Top of INPUT DATA

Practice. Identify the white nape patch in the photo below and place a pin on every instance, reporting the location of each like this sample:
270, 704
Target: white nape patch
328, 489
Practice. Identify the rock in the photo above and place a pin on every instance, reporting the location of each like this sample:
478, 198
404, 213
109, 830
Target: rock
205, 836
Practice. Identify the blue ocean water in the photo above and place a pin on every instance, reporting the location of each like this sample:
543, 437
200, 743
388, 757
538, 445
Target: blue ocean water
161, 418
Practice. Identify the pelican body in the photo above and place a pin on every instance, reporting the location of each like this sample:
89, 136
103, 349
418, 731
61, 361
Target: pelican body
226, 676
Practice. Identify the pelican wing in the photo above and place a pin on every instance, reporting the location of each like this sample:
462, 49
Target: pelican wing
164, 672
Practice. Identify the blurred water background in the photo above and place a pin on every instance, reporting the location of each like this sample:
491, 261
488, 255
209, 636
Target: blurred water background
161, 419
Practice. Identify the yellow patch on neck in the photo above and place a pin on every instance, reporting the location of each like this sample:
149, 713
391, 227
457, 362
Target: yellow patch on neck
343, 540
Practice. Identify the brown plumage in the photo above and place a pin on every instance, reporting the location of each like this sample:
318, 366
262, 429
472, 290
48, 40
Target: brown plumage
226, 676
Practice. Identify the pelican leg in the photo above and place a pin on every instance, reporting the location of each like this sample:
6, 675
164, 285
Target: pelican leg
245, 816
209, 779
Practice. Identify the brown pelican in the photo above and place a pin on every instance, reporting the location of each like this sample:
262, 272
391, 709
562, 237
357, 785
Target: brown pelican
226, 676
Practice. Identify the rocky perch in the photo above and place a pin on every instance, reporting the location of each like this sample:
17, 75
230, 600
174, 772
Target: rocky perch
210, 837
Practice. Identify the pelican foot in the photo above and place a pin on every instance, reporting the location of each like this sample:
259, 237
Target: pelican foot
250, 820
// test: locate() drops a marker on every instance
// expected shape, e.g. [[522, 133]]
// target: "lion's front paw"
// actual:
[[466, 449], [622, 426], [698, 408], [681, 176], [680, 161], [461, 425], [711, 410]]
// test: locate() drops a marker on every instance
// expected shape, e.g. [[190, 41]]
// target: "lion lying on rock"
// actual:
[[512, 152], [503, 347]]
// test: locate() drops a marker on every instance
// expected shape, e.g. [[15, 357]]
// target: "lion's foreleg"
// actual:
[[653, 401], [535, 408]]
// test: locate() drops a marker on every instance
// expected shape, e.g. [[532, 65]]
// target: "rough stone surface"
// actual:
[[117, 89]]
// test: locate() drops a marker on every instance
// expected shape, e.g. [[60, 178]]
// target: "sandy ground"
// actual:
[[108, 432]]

Bottom of INPUT DATA

PROBLEM => Go through the records and set every one down exactly.

RESPONSE AREA =>
Practice. Identify the white nape patch in the photo below and place a pin on every instance, reporting the location of each like this sample:
270, 704
Target: white nape patch
328, 489
Practice. Identify the rock in the photo above and place a pin on every instance, reporting the location of each like this sample:
478, 198
404, 213
109, 830
Target: rock
205, 836
Practice. Identify the blue ocean water in the photo above and place a pin on every instance, reporting the location of each like this sample:
543, 437
200, 743
388, 757
538, 445
Target: blue ocean water
161, 418
Practice. Identify the pelican body in the photo above and place a pin on every instance, reporting the location of each like this sample:
89, 136
103, 349
418, 731
61, 361
Target: pelican body
226, 676
Practice. Identify the pelican wing in the photo above and place a pin on every instance, reporting the location of each like this sample:
462, 49
Target: pelican wing
164, 672
Practice. Identify the blurred water background in the photo above and place a pin on every instance, reporting the location of each like this sample:
491, 261
488, 255
209, 636
Target: blurred water background
161, 419
Practice. Identify the yellow patch on neck in the photo above and place a pin on every instance, reporting the location of each like this sample:
149, 713
391, 227
457, 362
Target: yellow patch on neck
343, 540
Practice. Identify the brown plumage in the photo above and place a pin on every instance, reporting the location of each like this sample:
318, 366
262, 429
472, 290
48, 40
Target: brown plumage
226, 676
Practice. Identify the pelican leg in the photo above and place a pin on every instance, reporting the location of each like this sample:
6, 675
164, 285
Target: pelican leg
245, 816
209, 779
Practice. Identify the brown pelican in the photo above and place a pin on every instance, reporting the location of each like this sample:
262, 272
391, 709
562, 237
357, 785
Target: brown pelican
226, 676
Practice. Identify the rocky perch in the photo above and place a pin on every instance, reporting the location of each like this sample:
17, 75
230, 600
174, 772
Target: rocky perch
210, 837
Practice. Identify the pelican foot in the photo above and place a pin on every instance, reporting the location of each like this sample:
259, 237
Target: pelican foot
250, 820
// test: locate() drops a marker on every instance
// expected shape, e.g. [[522, 133]]
// target: "lion's front paw"
// actual:
[[466, 449], [622, 426], [698, 408], [681, 176], [680, 161], [461, 425], [711, 410]]
// test: locate() drops a marker on every instance
// expected shape, e.g. [[190, 41]]
// target: "lion lying on rock"
// actual:
[[512, 152], [503, 347]]
// test: locate() drops a marker on every instance
// expected shape, e.g. [[15, 357]]
// target: "lion's foreleg"
// actual:
[[653, 401], [535, 408]]
// test: locate() drops a marker on every instance
// expected shape, e.g. [[532, 65]]
// target: "rough stone surface"
// actual:
[[117, 89]]
// test: locate() drops a marker on every instance
// expected shape, e.g. [[60, 178]]
// target: "sandy ground"
// actual:
[[108, 432]]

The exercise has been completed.